┌─ TASK INPUT

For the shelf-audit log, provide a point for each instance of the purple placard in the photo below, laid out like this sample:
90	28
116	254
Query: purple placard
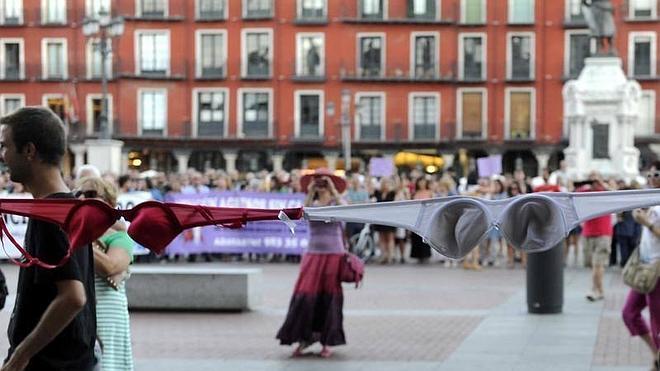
381	166
255	237
488	166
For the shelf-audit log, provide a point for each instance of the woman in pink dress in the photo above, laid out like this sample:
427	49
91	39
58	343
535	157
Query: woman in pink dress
315	311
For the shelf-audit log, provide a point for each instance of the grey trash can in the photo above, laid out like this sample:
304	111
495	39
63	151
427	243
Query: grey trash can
545	281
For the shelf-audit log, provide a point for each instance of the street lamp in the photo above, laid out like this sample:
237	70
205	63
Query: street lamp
346	127
103	27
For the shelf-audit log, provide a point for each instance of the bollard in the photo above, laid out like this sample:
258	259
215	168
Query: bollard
545	281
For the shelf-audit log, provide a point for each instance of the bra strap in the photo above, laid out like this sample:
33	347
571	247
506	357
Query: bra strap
29	259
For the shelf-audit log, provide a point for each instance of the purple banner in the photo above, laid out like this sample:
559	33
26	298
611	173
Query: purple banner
256	237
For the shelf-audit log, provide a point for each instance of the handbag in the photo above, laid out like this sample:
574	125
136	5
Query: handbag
352	269
641	277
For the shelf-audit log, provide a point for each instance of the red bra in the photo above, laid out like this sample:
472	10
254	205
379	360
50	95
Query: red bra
153	224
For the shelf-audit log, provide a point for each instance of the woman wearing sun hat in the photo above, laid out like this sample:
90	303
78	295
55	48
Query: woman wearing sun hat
315	311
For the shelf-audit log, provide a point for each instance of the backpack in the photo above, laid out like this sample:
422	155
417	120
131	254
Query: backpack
3	290
352	269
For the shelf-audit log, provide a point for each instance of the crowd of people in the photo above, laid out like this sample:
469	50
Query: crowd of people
64	312
615	236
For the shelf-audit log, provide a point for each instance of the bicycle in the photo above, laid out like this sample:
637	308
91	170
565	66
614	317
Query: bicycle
363	244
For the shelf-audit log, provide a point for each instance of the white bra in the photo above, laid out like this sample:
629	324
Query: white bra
455	225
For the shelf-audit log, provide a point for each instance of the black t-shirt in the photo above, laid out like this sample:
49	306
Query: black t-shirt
73	348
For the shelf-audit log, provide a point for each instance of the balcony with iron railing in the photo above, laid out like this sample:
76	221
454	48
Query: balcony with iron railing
174	69
424	131
167	11
211	72
352	13
632	13
12	20
311	17
421	74
642	70
258	14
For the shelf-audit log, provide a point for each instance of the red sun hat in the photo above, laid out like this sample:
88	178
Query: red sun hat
340	183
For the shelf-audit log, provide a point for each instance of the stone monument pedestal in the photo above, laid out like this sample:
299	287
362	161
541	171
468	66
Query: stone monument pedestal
601	111
105	154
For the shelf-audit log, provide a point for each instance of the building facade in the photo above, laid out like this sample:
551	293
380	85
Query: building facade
251	84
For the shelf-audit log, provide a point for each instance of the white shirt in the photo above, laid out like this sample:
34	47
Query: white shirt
649	245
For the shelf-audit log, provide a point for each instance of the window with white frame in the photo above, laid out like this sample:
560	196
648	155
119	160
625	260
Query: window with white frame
211	112
258	53
578	48
55	58
372	9
473	11
643	9
53	11
257	8
94	60
519	113
211	53
11	59
521	56
472	113
425	58
153	8
310	55
11	102
94	7
370	116
642	55
211	9
521	11
422	9
424	116
153	52
255	113
646	124
371	49
94	111
311	9
11	12
472	57
574	11
309	114
152	111
58	104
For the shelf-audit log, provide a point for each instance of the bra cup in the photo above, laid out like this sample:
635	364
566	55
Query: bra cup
88	222
457	228
152	226
533	224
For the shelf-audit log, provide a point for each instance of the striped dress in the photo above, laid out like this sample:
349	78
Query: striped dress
112	326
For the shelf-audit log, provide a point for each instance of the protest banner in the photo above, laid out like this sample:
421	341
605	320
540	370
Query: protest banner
256	237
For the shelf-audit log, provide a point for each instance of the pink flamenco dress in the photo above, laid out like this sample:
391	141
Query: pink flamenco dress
315	311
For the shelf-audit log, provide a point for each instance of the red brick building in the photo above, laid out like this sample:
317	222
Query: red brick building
258	83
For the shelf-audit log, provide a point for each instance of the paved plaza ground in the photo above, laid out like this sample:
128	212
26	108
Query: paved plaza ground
405	317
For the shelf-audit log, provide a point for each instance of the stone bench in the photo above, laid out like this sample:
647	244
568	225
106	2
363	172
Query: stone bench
203	288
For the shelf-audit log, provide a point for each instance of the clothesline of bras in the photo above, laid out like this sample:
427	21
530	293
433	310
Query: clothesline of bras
453	226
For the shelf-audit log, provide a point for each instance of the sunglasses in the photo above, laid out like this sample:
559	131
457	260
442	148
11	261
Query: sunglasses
87	194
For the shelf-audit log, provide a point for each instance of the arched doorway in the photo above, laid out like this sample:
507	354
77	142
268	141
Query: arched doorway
467	166
526	160
253	161
204	160
555	158
152	159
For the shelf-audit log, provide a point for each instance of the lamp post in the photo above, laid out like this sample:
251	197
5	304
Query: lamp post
103	27
346	127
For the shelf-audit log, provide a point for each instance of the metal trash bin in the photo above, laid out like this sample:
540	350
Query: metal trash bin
545	281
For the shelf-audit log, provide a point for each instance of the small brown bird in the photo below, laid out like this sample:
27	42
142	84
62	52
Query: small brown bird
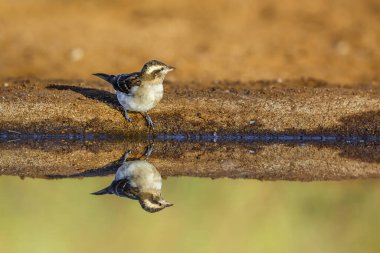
140	91
138	180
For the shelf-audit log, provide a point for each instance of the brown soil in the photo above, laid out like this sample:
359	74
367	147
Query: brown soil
209	40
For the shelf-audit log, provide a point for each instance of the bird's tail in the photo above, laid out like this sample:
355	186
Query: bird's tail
106	190
105	77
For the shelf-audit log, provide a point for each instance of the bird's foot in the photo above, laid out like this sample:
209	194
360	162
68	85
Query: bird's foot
127	117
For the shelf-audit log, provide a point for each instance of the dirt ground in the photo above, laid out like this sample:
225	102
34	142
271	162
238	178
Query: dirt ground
337	40
43	106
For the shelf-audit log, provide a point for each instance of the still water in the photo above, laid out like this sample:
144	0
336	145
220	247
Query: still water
303	200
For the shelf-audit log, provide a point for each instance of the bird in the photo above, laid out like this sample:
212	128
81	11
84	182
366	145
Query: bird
138	179
139	91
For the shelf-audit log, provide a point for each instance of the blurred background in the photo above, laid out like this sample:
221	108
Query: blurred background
221	215
336	40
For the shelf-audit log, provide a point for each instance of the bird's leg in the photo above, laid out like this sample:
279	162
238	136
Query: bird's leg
148	150
127	117
149	121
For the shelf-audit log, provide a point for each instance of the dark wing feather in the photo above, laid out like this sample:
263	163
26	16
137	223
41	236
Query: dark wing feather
126	82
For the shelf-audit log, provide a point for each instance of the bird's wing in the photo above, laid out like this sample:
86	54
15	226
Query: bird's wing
124	189
126	82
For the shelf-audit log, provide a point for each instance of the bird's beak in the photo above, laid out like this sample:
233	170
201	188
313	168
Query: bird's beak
165	203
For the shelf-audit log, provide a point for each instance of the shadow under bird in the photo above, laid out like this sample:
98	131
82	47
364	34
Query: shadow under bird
138	180
140	91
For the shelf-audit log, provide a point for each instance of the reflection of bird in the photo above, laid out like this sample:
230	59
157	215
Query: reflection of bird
140	91
138	180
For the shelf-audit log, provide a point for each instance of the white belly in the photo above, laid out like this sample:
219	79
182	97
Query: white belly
142	98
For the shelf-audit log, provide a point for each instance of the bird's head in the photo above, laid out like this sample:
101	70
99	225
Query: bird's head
155	70
153	202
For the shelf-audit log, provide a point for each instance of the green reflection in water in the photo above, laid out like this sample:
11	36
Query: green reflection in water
209	216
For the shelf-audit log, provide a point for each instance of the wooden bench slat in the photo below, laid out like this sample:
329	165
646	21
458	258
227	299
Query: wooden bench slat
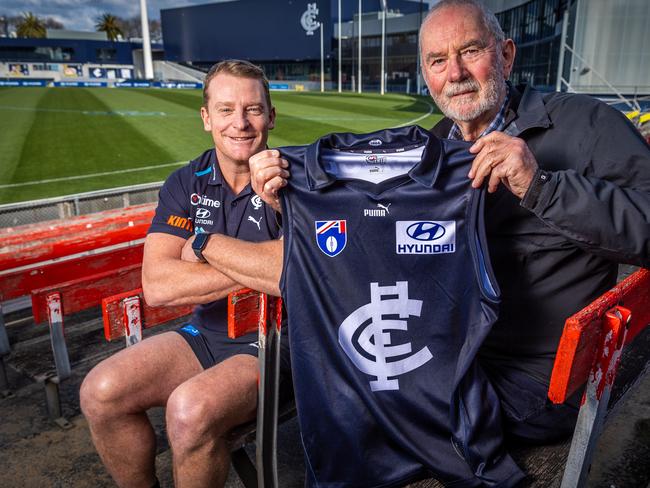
86	292
60	228
113	315
19	283
87	241
245	310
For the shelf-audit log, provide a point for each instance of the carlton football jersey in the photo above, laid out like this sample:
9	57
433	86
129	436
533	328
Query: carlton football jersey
389	295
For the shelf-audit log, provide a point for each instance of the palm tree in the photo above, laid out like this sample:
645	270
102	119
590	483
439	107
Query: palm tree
30	26
111	25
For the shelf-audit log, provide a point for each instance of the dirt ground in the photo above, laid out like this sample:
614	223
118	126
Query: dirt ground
34	452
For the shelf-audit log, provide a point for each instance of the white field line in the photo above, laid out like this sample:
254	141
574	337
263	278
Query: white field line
92	175
178	163
428	104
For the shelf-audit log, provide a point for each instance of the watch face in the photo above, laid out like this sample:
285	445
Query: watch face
200	240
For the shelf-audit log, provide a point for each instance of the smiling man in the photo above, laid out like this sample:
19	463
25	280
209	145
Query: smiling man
207	382
569	184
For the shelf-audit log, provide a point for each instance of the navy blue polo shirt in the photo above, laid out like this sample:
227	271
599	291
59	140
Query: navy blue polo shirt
195	199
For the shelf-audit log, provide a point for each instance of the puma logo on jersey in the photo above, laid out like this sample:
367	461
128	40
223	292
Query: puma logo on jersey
256	222
381	211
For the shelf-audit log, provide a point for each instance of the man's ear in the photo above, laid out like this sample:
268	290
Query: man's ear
508	52
207	126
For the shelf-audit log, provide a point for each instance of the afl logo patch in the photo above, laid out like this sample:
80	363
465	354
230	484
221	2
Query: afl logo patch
331	236
256	201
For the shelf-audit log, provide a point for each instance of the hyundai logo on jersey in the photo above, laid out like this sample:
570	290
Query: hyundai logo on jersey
202	213
425	237
425	231
331	236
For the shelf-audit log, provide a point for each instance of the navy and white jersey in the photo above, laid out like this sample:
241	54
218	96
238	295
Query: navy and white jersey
196	198
389	294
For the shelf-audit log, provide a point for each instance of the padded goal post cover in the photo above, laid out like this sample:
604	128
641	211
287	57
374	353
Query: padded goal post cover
580	341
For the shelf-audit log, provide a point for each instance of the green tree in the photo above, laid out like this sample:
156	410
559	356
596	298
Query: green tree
30	26
111	25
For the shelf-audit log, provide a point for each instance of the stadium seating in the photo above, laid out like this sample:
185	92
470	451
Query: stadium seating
605	349
42	259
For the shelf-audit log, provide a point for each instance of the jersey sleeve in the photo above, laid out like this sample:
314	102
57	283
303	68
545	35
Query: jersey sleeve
173	211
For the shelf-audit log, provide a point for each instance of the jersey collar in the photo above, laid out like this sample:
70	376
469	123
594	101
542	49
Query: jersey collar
424	172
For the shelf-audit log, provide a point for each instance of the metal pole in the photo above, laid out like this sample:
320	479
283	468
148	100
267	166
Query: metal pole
322	60
383	48
418	80
340	61
359	69
560	63
146	44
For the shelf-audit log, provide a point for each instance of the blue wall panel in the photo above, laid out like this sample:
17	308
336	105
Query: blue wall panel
246	29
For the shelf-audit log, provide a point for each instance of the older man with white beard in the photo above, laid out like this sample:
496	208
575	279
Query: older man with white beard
569	179
569	184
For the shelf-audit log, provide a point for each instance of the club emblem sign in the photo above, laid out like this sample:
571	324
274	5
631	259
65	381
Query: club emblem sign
308	19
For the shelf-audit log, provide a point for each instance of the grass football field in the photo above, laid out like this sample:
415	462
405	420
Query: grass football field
59	141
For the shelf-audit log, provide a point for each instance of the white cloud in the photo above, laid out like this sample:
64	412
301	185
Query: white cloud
82	14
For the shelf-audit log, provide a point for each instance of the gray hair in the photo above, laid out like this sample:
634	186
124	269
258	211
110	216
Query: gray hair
488	19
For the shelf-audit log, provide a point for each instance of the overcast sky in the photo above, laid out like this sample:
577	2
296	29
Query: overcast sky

└─

- WHAT IS REQUIRED -
An exact copy of the lines above between the line holding "Query: handbag" and the line holding "of the backpack", inclusive, is the whole answer.

- PROBLEM SOLUTION -
Query: handbag
352	269
641	277
For the shelf-audit log, provide a point for each instance of the red bra in the photo above, laid out like this sample:
472	10
254	205
379	360
50	95
Query: red bra
153	224
For the shelf-audit log, provide a point for each instance of the woman wearing sun hat in the photo above, laid out like this sample:
90	303
78	295
55	48
Query: woman wearing sun hat
315	311
For the shelf-audit log, provide a point for each instance of the backpack in the photo above, laid out like this sample:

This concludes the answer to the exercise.